Data extract
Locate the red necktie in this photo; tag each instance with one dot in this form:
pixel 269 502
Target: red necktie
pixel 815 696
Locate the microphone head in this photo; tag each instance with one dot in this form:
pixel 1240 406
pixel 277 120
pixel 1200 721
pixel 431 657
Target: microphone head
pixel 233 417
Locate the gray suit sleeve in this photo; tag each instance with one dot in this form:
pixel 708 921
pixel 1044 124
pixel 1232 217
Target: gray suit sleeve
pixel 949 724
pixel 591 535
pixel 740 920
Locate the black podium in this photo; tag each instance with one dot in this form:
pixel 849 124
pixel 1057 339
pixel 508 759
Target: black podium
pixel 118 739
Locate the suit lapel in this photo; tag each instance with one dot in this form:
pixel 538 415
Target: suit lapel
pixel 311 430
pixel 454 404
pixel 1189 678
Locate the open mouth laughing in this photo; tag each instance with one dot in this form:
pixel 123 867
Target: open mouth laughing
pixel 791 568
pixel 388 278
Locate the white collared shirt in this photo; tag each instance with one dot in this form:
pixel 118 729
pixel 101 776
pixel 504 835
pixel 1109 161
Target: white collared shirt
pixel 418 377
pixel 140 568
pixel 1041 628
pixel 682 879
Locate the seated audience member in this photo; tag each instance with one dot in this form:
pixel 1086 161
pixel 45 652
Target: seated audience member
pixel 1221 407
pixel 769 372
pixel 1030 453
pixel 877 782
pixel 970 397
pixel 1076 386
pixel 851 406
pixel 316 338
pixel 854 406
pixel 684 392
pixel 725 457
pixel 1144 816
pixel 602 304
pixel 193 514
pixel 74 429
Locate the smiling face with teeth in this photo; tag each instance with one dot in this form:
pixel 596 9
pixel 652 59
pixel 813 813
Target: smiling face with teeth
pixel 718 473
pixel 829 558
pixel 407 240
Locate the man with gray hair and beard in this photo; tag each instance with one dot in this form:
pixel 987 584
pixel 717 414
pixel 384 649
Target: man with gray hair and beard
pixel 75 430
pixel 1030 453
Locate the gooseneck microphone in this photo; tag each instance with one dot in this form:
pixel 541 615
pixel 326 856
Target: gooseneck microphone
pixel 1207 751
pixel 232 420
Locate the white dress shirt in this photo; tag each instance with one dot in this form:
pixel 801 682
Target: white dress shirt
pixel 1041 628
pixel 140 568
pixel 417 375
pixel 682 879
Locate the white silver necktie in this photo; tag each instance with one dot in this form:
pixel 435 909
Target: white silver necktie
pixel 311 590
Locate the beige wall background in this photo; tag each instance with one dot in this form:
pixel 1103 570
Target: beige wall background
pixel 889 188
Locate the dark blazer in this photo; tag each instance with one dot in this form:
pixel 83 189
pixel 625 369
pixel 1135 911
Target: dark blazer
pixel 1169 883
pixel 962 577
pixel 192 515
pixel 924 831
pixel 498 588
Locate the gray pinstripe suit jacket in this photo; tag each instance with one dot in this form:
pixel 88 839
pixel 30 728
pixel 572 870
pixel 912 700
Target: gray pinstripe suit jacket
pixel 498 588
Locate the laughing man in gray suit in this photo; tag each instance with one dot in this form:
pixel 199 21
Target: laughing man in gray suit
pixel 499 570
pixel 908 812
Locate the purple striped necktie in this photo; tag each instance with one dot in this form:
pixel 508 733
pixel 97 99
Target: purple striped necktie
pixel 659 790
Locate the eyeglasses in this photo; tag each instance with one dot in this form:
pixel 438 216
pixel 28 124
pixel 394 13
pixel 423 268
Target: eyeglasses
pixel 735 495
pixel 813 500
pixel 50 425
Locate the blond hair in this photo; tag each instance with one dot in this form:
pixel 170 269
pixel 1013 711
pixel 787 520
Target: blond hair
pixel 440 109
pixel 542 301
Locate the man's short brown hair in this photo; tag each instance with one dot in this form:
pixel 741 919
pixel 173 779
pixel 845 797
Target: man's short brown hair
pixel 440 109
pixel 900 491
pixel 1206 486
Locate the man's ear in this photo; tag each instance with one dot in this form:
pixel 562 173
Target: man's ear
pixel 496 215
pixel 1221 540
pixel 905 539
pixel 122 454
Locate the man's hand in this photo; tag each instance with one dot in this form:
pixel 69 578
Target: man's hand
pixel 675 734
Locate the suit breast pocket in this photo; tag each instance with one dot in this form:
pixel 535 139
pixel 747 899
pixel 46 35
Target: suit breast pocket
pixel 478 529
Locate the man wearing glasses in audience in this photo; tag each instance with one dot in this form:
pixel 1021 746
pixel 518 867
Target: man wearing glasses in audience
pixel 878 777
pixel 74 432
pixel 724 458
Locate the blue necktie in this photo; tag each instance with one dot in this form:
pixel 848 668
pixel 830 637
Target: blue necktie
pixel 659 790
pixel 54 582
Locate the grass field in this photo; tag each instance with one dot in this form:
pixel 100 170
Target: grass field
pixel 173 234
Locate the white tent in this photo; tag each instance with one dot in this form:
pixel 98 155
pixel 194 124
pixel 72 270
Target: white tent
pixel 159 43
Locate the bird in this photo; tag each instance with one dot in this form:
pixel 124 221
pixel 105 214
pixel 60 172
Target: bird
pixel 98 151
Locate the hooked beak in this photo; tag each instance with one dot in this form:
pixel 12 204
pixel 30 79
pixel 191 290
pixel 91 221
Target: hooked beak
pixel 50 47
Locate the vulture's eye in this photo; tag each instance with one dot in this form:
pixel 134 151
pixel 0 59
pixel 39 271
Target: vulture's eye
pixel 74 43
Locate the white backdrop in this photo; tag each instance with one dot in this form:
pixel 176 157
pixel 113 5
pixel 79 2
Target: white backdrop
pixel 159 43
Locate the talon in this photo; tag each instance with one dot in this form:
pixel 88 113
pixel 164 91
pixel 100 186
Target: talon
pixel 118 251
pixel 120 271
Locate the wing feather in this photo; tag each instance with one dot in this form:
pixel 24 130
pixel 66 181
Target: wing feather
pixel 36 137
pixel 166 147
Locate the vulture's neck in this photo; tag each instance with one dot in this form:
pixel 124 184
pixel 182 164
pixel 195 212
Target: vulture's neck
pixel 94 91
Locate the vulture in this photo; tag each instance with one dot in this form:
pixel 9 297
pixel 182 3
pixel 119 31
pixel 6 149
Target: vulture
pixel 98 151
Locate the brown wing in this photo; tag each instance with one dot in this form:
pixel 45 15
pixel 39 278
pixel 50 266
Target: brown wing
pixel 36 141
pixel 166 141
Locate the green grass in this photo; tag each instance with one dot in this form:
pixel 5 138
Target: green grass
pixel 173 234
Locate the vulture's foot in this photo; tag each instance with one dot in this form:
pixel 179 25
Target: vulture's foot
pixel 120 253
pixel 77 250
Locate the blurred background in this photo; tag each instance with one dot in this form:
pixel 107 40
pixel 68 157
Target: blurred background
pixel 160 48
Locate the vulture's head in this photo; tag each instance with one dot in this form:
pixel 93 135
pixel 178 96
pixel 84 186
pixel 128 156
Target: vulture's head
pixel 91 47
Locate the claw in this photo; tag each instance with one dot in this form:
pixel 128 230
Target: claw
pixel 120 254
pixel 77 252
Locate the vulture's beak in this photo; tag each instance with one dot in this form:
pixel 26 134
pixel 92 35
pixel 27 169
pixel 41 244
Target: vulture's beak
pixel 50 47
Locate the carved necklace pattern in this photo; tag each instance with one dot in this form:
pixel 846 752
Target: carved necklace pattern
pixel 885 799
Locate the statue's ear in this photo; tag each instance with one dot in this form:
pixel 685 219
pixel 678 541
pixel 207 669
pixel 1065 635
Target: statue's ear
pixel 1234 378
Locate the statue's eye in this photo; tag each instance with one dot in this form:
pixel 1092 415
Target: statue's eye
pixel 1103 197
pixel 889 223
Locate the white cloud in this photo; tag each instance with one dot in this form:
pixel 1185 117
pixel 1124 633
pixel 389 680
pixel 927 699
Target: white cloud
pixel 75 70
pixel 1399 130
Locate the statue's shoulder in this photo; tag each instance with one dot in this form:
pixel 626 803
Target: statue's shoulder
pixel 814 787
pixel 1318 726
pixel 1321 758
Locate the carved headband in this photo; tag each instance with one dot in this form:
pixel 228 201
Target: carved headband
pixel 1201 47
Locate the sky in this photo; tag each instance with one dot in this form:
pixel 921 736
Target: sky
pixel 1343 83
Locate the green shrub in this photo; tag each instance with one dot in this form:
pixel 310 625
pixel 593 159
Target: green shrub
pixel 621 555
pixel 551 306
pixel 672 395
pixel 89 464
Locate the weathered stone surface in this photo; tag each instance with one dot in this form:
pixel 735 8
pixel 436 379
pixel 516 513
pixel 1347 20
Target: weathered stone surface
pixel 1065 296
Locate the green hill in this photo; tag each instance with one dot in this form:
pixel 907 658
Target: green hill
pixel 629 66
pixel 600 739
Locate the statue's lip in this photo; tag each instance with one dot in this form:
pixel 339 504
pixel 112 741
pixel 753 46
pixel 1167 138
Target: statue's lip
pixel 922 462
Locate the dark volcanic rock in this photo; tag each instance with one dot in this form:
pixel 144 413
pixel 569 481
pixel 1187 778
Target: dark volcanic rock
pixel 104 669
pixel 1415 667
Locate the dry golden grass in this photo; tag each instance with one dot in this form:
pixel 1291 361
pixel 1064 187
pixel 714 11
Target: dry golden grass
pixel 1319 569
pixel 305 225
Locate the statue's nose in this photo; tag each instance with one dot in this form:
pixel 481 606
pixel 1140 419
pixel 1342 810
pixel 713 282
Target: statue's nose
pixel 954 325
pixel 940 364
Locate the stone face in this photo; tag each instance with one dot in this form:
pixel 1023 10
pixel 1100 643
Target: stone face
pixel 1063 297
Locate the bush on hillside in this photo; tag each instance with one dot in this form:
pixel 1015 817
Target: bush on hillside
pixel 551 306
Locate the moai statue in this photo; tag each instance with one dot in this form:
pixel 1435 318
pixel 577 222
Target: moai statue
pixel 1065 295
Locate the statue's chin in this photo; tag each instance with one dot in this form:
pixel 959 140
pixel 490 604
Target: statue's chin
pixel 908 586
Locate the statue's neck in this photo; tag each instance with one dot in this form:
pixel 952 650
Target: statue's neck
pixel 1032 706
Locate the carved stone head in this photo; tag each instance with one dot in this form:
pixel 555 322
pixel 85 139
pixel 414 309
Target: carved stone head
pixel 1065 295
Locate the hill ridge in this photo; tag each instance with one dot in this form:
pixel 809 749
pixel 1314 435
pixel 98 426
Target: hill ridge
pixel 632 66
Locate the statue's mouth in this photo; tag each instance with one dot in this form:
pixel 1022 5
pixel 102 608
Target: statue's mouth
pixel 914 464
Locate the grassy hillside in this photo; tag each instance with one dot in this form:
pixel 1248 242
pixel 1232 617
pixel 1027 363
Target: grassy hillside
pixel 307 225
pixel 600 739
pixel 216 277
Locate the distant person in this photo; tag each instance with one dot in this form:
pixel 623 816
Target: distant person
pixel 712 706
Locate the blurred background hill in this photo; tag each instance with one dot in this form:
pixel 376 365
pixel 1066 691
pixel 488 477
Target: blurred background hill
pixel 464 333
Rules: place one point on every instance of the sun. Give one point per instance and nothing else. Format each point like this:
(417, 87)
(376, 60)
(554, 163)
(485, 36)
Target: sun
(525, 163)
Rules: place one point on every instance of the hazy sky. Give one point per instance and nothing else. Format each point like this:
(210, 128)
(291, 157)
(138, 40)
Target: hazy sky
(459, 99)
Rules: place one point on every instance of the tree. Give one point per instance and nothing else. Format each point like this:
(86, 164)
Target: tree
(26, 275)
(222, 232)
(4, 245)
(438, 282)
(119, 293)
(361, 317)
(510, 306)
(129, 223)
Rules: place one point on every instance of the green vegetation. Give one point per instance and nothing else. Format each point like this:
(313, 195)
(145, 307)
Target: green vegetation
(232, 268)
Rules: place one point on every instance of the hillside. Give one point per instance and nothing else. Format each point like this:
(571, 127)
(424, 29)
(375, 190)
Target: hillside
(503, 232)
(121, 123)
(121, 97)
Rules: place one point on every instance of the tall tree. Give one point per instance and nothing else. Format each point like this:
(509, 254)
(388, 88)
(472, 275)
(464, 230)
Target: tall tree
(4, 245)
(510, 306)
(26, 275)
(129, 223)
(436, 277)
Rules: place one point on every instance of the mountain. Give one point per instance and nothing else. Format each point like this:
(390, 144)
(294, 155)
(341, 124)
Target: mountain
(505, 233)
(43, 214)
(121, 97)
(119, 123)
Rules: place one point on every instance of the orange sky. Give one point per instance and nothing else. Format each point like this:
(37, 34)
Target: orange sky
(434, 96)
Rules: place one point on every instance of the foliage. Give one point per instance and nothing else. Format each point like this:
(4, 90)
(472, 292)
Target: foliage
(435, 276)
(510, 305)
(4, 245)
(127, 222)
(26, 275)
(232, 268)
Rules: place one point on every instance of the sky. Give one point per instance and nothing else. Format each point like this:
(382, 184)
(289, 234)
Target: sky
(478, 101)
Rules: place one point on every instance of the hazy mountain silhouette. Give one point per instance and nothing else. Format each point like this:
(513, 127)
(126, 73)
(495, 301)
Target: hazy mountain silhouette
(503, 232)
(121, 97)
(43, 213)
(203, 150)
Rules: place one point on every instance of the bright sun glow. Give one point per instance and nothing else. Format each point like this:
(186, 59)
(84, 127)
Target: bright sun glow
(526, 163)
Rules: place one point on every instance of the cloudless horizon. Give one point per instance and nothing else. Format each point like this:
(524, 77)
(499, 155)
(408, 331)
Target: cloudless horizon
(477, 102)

What the task asks
Going down the listing above, begin printing at the line with "Target: microphone head" and finish with the line with "pixel 45 652", exactly as they appear.

Reply
Target: microphone head
pixel 233 417
Locate the gray suit sleeve in this photo; tag each instance with one dot in this form:
pixel 708 921
pixel 1044 124
pixel 1232 217
Target: gray suit sleeve
pixel 949 724
pixel 591 535
pixel 740 920
Locate the black podium in this photo; tag each instance with one dot in this form:
pixel 849 124
pixel 1057 339
pixel 508 759
Target: black podium
pixel 118 739
Locate the suit lapel in this photo; tag each instance with one dot in this form:
pixel 538 415
Target: suit lapel
pixel 311 430
pixel 454 404
pixel 1189 678
Locate the open mouth laughing in this photo; tag each instance with one dot in this form:
pixel 123 867
Target: open mouth laughing
pixel 791 568
pixel 388 278
Locate the white collared shirt in this photo; tag each instance with one dot in this form:
pixel 118 729
pixel 101 776
pixel 504 835
pixel 1109 161
Target: white collared shirt
pixel 418 377
pixel 140 568
pixel 1041 628
pixel 682 879
Locate the seated audience member in this photo; tag each instance with one dot in this form:
pixel 1086 161
pixel 45 652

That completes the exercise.